## Requirements:
1. In the text classification lesson, decide whether each statement agrees with the text: (a) the two lessons before this one dealt with classifying digital images; (b) sentiment analysis is among the new concepts introduced; (c) executing the import cell is optional. Answer yes or no for each and quote the deciding words.
2. Reproduce the passage of the text classification lesson that begins at the words "# Lesson 5 - Text" and ends after "of imports (Optional)".
3. Resume the text classification lesson after its last line.

## Excerpt provided:

· · · · ·

# Lesson 5 - Text Classification
In the previous 2 lessons we have seen how a machine can take a digital image and learn some form of classification of the image. In this lesson we will look at how a machine can learn from Textual data to perform some form of analysis and classification.

The new concepts in this lesson are:
- Learning from Text
- Word Embeddings
- Sentiment Analysis


## Importing some packages
We are using the Python programming language and a set of Machine Learning packages - Importing packages for use is a common task. For this workshop you don't really need to pay that much attention to this step (but you do need to execute the cell) since we are focusing on building models. However the following is a description of what this cell does that you can read if you are interested.

### Description of imports (Optional)

· · · · ·

## Given data:
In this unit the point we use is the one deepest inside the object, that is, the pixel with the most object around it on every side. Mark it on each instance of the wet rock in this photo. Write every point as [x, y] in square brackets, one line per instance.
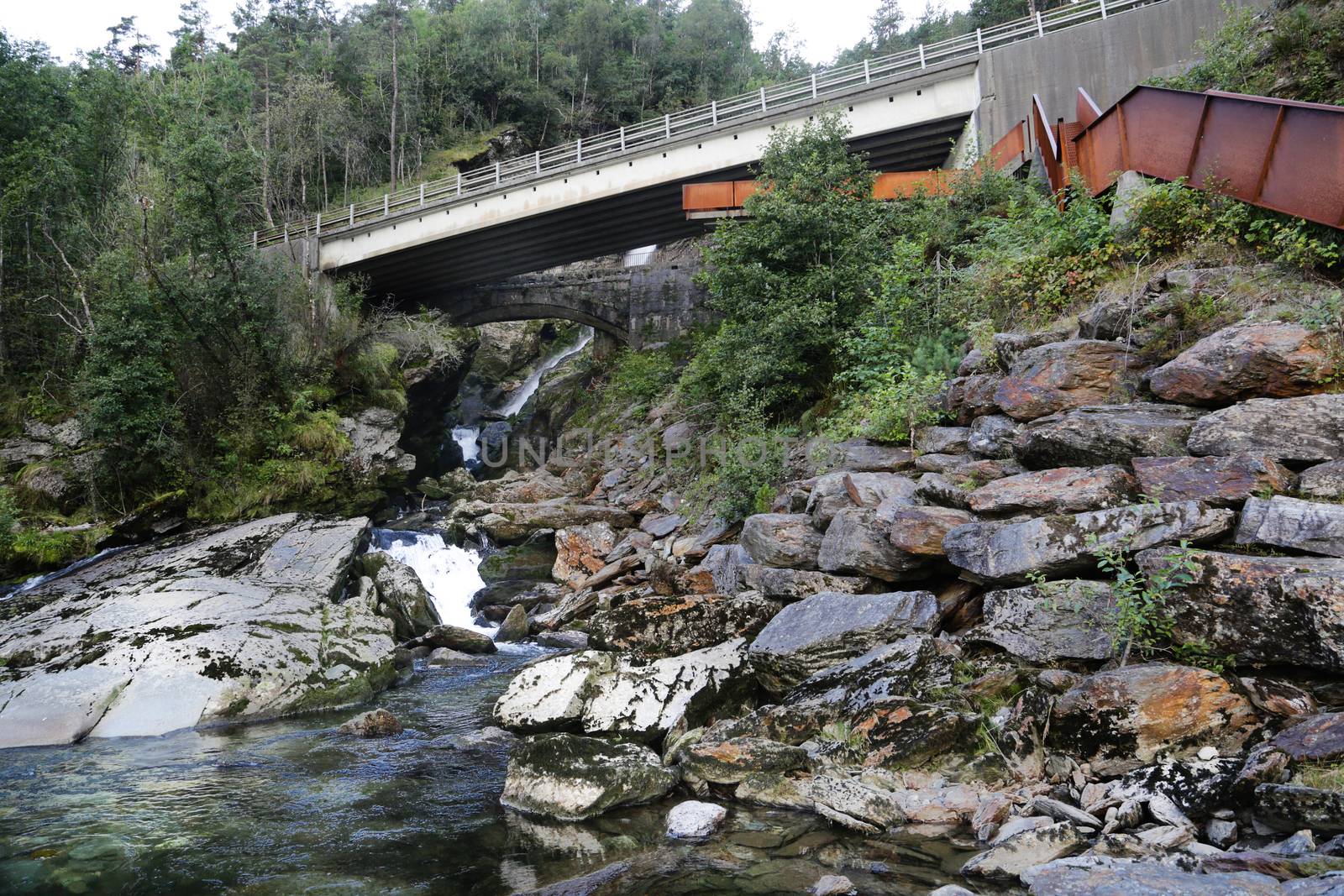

· · · · ·

## The responses:
1.
(a) Yes: "In the previous 2 lessons we have seen how a machine can take a digital image and learn some form of classification of the image."
(b) Yes: "Sentiment Analysis"
(c) No: "but you do need to execute the cell"

2.
# Lesson 5 - Text Classification
In the previous 2 lessons we have seen how a machine can take a digital image and learn some form of classification of the image. In this lesson we will look at how a machine can learn from Textual data to perform some form of analysis and classification.

The new concepts in this lesson are:
- Learning from Text
- Word Embeddings
- Sentiment Analysis


## Importing some packages
We are using the Python programming language and a set of Machine Learning packages - Importing packages for use is a common task. For this workshop you don't really need to pay that much attention to this step (but you do need to execute the cell) since we are focusing on building models. However the following is a description of what this cell does that you can read if you are interested.

### Description of imports (Optional)

3.
You don't need to worry about this code as this is not the focus on the workshop but if you are interested in what this next cell does, here is an explaination.
- __import tensorflow as tf__ - Tensorflow (from Google) is our main machine learning library and we performs all of the various calculations for us and so hides much of the detailed complexity in Machine Learning. This _import_ statement makes the power of TensorFlow available to us and for convience we will refer to it as __tf__
- __from tensorflow import keras__ - Tensorflow is quite a low level machine learning library which, while powerful and flexible can be confusing so instead we use another higher level framework called Keras to make our machine learning models more readable and easier to build and test. This _import_ statement makes the Keras framework available to us.
- __import numpy as np__ - Numpy is a Python library for scientific computing and is commonly used for machine learning. This _import_ statement makes the Keras framework available to us.
- __import matplotlib.pyplot as plt__ - To visualise what is happening in our network we will use a set of graphs and MatPlotLib is the standard Python library for producing Graphs so we __import__ this to enable us to make pretty graphs.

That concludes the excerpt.